(Region annotation entries)

## Start

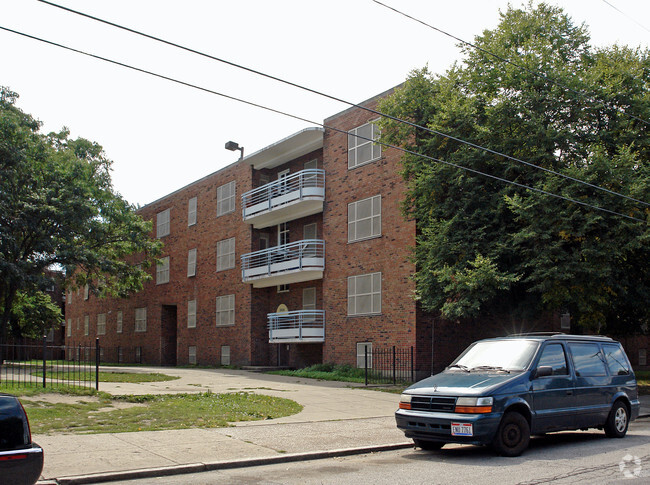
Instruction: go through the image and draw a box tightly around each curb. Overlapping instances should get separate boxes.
[45,441,413,485]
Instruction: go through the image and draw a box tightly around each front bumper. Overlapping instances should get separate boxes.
[395,409,502,445]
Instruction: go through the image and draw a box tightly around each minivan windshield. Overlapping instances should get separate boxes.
[448,340,539,372]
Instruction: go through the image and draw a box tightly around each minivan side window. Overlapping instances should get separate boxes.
[569,343,607,377]
[537,344,569,376]
[603,345,630,376]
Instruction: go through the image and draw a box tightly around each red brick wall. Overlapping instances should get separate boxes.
[323,89,416,364]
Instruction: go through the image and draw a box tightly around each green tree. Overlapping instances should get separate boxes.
[0,88,160,344]
[380,4,650,331]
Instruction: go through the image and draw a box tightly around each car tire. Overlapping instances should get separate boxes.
[492,411,530,456]
[413,440,445,451]
[605,401,630,438]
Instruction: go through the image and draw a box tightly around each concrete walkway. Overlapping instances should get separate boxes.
[33,368,650,485]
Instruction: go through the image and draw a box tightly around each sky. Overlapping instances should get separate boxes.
[0,0,650,206]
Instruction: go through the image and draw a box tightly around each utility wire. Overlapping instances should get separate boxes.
[38,0,650,207]
[0,25,648,224]
[603,0,650,32]
[370,0,650,129]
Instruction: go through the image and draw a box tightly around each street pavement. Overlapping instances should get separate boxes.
[32,368,650,485]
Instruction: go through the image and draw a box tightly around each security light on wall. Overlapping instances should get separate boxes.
[226,141,244,160]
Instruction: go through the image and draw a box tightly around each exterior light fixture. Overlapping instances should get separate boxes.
[225,141,244,160]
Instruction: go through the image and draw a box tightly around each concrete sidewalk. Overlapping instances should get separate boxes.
[33,368,650,484]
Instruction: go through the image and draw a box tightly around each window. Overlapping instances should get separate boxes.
[187,197,196,227]
[537,344,569,376]
[348,123,381,168]
[217,180,235,216]
[217,237,235,271]
[187,345,196,364]
[187,300,196,328]
[357,342,372,369]
[187,248,196,278]
[569,344,607,377]
[217,295,235,327]
[221,345,230,365]
[603,345,630,376]
[135,307,147,332]
[156,209,169,237]
[156,256,169,285]
[348,195,381,242]
[97,313,106,335]
[348,273,381,315]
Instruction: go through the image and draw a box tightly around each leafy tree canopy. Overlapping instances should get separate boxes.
[0,88,160,340]
[380,4,650,331]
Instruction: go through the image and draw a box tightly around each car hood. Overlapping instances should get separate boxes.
[404,371,524,396]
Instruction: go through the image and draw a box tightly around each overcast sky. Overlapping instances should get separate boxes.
[0,0,650,205]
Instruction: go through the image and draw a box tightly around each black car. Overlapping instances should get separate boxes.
[395,334,640,456]
[0,393,43,485]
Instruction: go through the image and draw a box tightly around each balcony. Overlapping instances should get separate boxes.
[241,239,325,288]
[268,310,325,344]
[241,169,325,229]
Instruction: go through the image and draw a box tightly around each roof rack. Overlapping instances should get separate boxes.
[508,332,566,337]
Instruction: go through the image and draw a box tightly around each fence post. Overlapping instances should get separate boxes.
[43,335,47,387]
[363,345,368,386]
[95,337,99,391]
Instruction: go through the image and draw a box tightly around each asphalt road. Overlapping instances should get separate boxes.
[107,418,650,485]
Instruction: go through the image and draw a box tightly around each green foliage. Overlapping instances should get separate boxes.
[23,392,302,434]
[0,88,160,339]
[10,291,63,338]
[380,4,650,331]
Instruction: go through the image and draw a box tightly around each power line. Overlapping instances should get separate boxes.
[38,0,650,207]
[0,25,648,224]
[603,0,650,32]
[370,0,650,125]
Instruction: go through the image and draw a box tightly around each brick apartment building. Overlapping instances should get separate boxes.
[66,87,640,376]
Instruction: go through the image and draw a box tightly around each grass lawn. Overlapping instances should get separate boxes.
[15,390,302,434]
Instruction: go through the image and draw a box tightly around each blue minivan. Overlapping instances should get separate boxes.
[395,334,639,456]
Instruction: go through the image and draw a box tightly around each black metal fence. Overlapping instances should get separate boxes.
[0,338,100,390]
[364,346,415,386]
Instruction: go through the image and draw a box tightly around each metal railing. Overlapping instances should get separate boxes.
[241,169,325,220]
[268,310,325,343]
[364,346,415,386]
[0,338,100,390]
[241,239,325,281]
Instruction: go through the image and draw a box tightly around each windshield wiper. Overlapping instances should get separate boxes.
[468,365,510,374]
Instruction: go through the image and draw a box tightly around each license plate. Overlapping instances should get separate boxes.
[451,423,474,436]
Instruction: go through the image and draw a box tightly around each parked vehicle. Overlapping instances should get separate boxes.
[395,334,639,456]
[0,393,43,485]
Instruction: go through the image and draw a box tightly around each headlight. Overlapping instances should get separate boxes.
[399,394,411,409]
[456,397,494,414]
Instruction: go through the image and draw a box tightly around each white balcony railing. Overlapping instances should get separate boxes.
[241,169,325,229]
[241,239,325,288]
[268,310,325,343]
[268,310,325,343]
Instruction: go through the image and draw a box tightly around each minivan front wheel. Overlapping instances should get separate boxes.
[605,401,630,438]
[492,411,530,456]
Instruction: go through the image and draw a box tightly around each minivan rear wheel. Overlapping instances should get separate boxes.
[605,401,630,438]
[492,411,530,456]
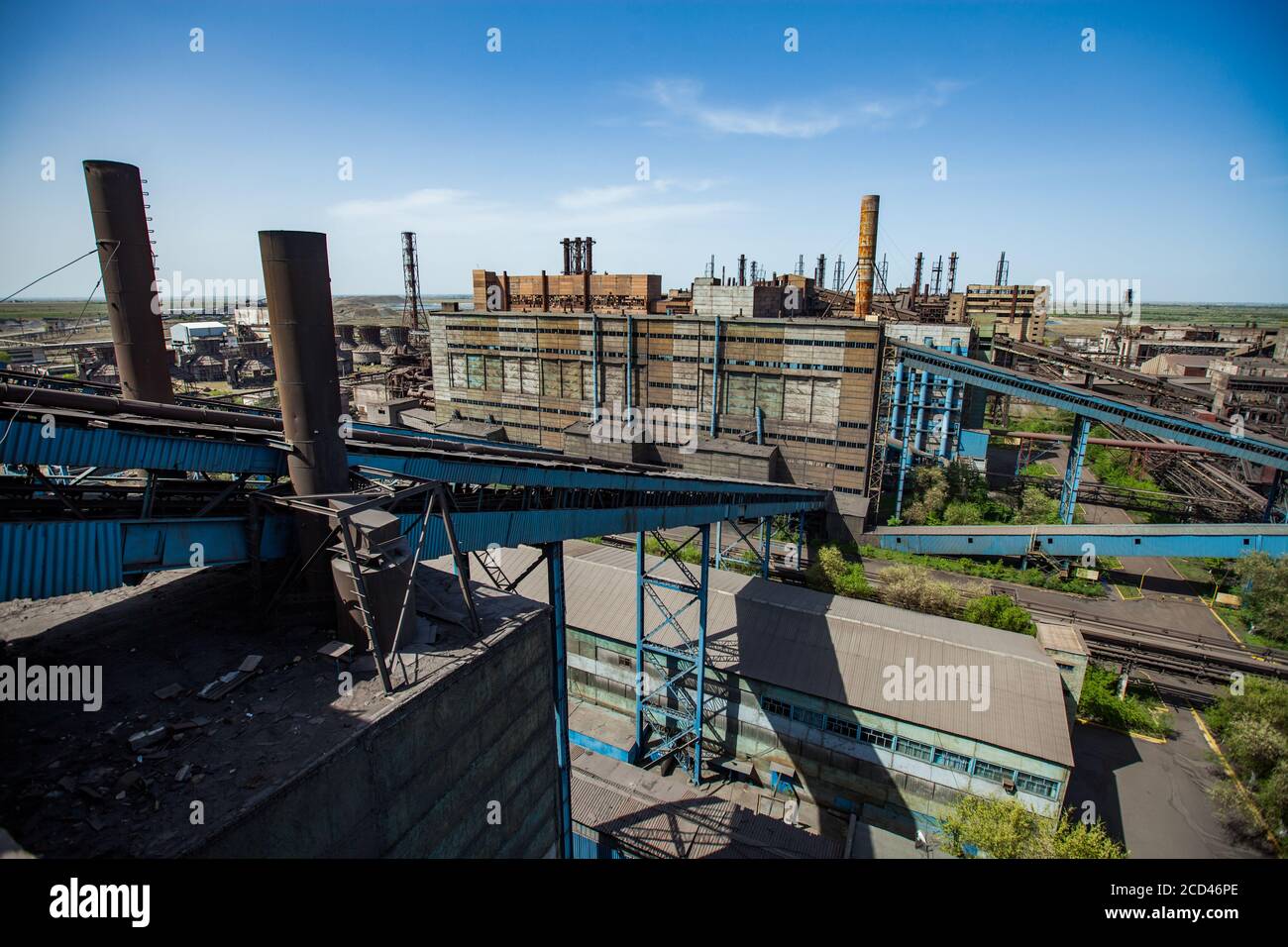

## End

| TASK DETAILS |
Present the listing above as a Markdown table with the columns Row and Line, numbering each line in order and omitting blank lines. Leave the pictures out of the table.

| THE SOLUTION |
| Row | Line |
|---|---|
| 1 | Instruction: go through the image and draw a box tightly around each curb. Overlapping instances should get separate boxes. |
| 2 | [45,441,413,485] |
| 3 | Instruction: go through the image and draw a box tightly around each front bumper. Overlapping instances should get separate boxes. |
| 4 | [395,409,502,445] |
| 5 | Instruction: go through the image and draw a box tightly around each minivan windshield. Overlapping instances should get separate boxes. |
| 6 | [448,340,539,372] |
| 7 | Instruction: go through the image and draw a box tightly around each minivan side window. Overlapping instances should get separate boxes. |
| 8 | [569,343,607,377] |
| 9 | [537,344,569,376] |
| 10 | [603,345,630,376] |
| 11 | Instruction: go through the image and draw a box tightly around each red brick wall. Overlapping instances should get separate boxes. |
| 12 | [323,89,416,364] |
| 13 | Instruction: go through the image and draw a box tightly around each green tree. Overlapping instances should get separate boxes. |
| 14 | [0,88,160,344] |
| 15 | [380,4,650,331] |
| 16 | Instruction: go through the image and draw a box tightly around each car tire. Overlapping instances should get separate boxes. |
| 17 | [492,411,530,456] |
| 18 | [413,440,445,451] |
| 19 | [605,401,630,438] |
| 20 | Instruction: go through the image and draw a box tightly around each concrete walkway. Overlapping instances should get separate boxes. |
| 21 | [33,368,650,485] |
| 22 | Instruction: go through the image and draw a box tightly around each sky. Overlapping instances should get separate boxes. |
| 23 | [0,0,650,206] |
| 24 | Instruction: go through the image and draw a box tightly around each utility wire. Overlapping instances should get separate boxes. |
| 25 | [38,0,650,207] |
| 26 | [0,25,648,224] |
| 27 | [603,0,650,32] |
| 28 | [370,0,650,129] |
| 29 | Instruction: go through the image and draw a box tightly around each street pavement. Overlapping instances should get separate boxes. |
| 30 | [32,368,650,485] |
| 31 | Instruction: go through the image and draw a box tightly around each security light on wall. Overlapping instances should get separate boxes. |
| 32 | [226,141,244,160] |
| 33 | Instruction: go through the image and draw a box tightly around each exterior light fixture. Overlapping instances should get separate boxes. |
| 34 | [225,141,244,160] |
| 35 | Instruction: go through the image and draw a box tightly around each concrete sidewalk. Overlapping instances should get separate boxes. |
| 36 | [33,368,650,484] |
| 37 | Instruction: go through the image and draw a box tightly around each window. Overlapping instances should get separate boxes. |
| 38 | [187,197,196,227] |
| 39 | [537,344,569,376] |
| 40 | [348,123,381,168] |
| 41 | [217,180,235,216] |
| 42 | [217,237,235,271] |
| 43 | [187,345,196,364] |
| 44 | [187,300,196,328] |
| 45 | [357,342,372,369] |
| 46 | [187,248,196,278] |
| 47 | [569,344,607,377] |
| 48 | [217,295,235,327] |
| 49 | [221,345,230,365] |
| 50 | [603,345,630,376] |
| 51 | [135,307,147,332] |
| 52 | [156,209,169,237] |
| 53 | [156,256,169,285] |
| 54 | [348,195,381,242] |
| 55 | [97,313,106,335] |
| 56 | [348,273,381,315] |
| 57 | Instruction: go through the image and draw a box tightly around each leafy tree canopy. Overlapping instances should get separate boxes. |
| 58 | [0,88,160,340] |
| 59 | [380,4,650,331] |
| 60 | Instruction: go through the image and draw a box tightly around each car hood. Overlapping instances should get separate boxes. |
| 61 | [404,371,524,396] |
| 62 | Instruction: go through the image and draw a box tightly around each overcast sky. Overlapping instances should get separate boxes. |
| 63 | [0,0,650,205] |
| 64 | Instruction: go through the image and draw a box tightly around each black car. Overlapping instances should get separate boxes. |
| 65 | [395,334,640,456] |
| 66 | [0,393,43,485] |
| 67 | Instruction: go through the image and draw a box tightly around each balcony. Overlapping instances should get separate boxes. |
| 68 | [241,239,325,288] |
| 69 | [268,310,325,344] |
| 70 | [241,169,325,229] |
| 71 | Instruction: go through the image and draw a box tightly around each roof rack. Overlapping instances should get separate boxes. |
| 72 | [508,332,566,337] |
| 73 | Instruction: go through the image and draw a box tightly around each fence post. Overlapping instances should get separate boxes. |
| 74 | [43,335,47,387] |
| 75 | [363,345,368,386] |
| 76 | [95,337,99,391] |
| 77 | Instruction: go through the image and draw a box tightly around each asphalt road. Overlapping instances should get separate boxes. |
| 78 | [107,418,650,485] |
| 79 | Instruction: go through the image and draw a box tightly around each green foliage. Overlapping instances should get separate boxes. |
| 80 | [23,392,302,434] |
| 81 | [0,88,160,339] |
| 82 | [10,291,63,338] |
| 83 | [380,4,650,331] |
| 84 | Instruction: go through the image and draw a box tightly around each power line. Overlapping instances should get separate boxes. |
| 85 | [38,0,650,207] |
| 86 | [0,25,648,224] |
| 87 | [603,0,650,32] |
| 88 | [370,0,650,125] |
| 89 | Instruction: go through the image and draw a box tightly around each brick apartment building. Overlapping instances should get separate boxes. |
| 90 | [66,87,640,376] |
| 91 | Instruction: go through the image and draw a box tightly around each grass lawn. Overlapping instances should get separate boxes. |
| 92 | [15,390,302,434] |
| 93 | Instruction: go through the image and draw a box tightly around each blue minivan. Overlapping instances should get separate boxes. |
| 94 | [395,334,639,456] |
| 95 | Instruction: go through the image and draw a box tightly around each black metal fence. Overlapping instances should get separate boxes. |
| 96 | [0,338,100,390] |
| 97 | [364,346,415,386] |
| 98 | Instruction: go through the image and draw a box tightly around each metal railing. Overlapping instances should get separate boxes. |
| 99 | [241,169,325,220] |
| 100 | [268,310,325,343] |
| 101 | [364,346,415,386] |
| 102 | [0,338,100,390] |
| 103 | [241,239,325,281] |
| 104 | Instruction: go through the image and draw a box tightly around each windshield wiper. Overlapping instances should get separate boxes. |
| 105 | [468,365,510,374] |
| 106 | Instruction: go through the image and draw a box tightly around each license plate. Overlapping instances should get separate boxes. |
| 107 | [451,423,474,436] |
| 108 | Instruction: go through the image and draw a box tightly around each parked vehicle. Overlapping instances should get separate boxes. |
| 109 | [395,334,639,456] |
| 110 | [0,393,43,485] |
| 111 | Instruction: go through the image and draw a box tightly around each headlight. Overlapping instances should get separate boxes. |
| 112 | [399,394,411,409] |
| 113 | [456,397,494,414] |
| 114 | Instruction: go through the image and draw a box tightly around each white balcony railing. Overlapping instances should get separate boxes. |
| 115 | [241,169,325,229] |
| 116 | [241,239,325,288] |
| 117 | [268,310,325,343] |
| 118 | [268,310,325,343] |
| 119 | Instruction: go through the image and draw a box tightly around each minivan front wheel. Overlapping instances should get separate boxes. |
| 120 | [605,401,630,438] |
| 121 | [492,411,530,456] |
| 122 | Instruction: go through the image and draw a box tightly around each minivan rear wheel. Overlapping instances should get separate boxes. |
| 123 | [605,401,630,438] |
| 124 | [492,411,530,456] |